Reproduce each of the following items verbatim, keeping every character and line break unchanged.

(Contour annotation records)
========================

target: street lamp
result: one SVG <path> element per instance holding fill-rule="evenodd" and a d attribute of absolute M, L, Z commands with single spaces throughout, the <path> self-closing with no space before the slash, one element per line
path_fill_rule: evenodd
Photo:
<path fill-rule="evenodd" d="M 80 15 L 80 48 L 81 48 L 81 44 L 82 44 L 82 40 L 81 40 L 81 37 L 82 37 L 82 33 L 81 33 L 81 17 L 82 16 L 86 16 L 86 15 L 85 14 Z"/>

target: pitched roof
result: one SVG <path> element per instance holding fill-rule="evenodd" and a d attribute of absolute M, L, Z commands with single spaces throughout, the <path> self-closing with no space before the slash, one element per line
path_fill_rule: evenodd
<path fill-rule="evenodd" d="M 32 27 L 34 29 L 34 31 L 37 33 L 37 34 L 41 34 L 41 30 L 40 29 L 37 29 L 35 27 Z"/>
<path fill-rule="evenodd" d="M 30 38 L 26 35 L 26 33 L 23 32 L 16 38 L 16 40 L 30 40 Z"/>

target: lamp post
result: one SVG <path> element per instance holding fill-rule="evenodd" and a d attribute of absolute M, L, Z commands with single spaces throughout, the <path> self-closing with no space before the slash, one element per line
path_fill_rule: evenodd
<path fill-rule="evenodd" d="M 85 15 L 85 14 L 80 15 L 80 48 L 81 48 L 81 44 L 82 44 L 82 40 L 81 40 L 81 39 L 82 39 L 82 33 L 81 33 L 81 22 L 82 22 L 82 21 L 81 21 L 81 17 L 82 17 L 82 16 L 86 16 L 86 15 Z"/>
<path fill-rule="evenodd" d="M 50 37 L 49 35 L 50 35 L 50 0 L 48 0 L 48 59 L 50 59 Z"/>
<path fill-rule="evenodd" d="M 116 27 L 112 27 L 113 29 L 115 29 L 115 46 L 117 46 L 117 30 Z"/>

========================

## Solution for this exercise
target: street lamp
result: one SVG <path> element per instance holding fill-rule="evenodd" and a d attribute of absolute M, L, Z commands with single spaces throughout, the <path> self-closing with no space before the slash, one element per line
path_fill_rule: evenodd
Photo:
<path fill-rule="evenodd" d="M 80 15 L 80 48 L 81 48 L 81 44 L 82 44 L 82 40 L 81 40 L 81 37 L 82 37 L 82 33 L 81 33 L 81 17 L 82 16 L 86 16 L 86 15 L 85 14 Z"/>

target: pitched roof
result: one SVG <path> element per instance holding fill-rule="evenodd" and a d attribute of absolute M, L, Z commands with single spaces throughout, the <path> self-closing with no space before the slash, one element per line
path_fill_rule: evenodd
<path fill-rule="evenodd" d="M 32 27 L 34 29 L 34 31 L 37 33 L 37 34 L 41 34 L 41 30 L 40 29 L 37 29 L 35 27 Z"/>
<path fill-rule="evenodd" d="M 30 38 L 26 35 L 26 33 L 23 32 L 16 38 L 16 40 L 30 40 Z"/>

target: lamp post
result: one SVG <path> element per instance holding fill-rule="evenodd" and a d attribute of absolute M, L, Z commands with single spaces throughout, the <path> self-closing with no space before the slash, one element per line
path_fill_rule: evenodd
<path fill-rule="evenodd" d="M 85 15 L 85 14 L 80 15 L 80 48 L 81 48 L 81 44 L 82 44 L 82 40 L 81 40 L 81 39 L 82 39 L 82 33 L 81 33 L 81 22 L 82 22 L 82 21 L 81 21 L 81 17 L 82 17 L 82 16 L 86 16 L 86 15 Z"/>
<path fill-rule="evenodd" d="M 50 37 L 49 35 L 50 35 L 50 0 L 48 0 L 48 59 L 50 59 Z"/>
<path fill-rule="evenodd" d="M 116 27 L 112 27 L 113 29 L 115 29 L 115 46 L 117 46 L 117 30 Z"/>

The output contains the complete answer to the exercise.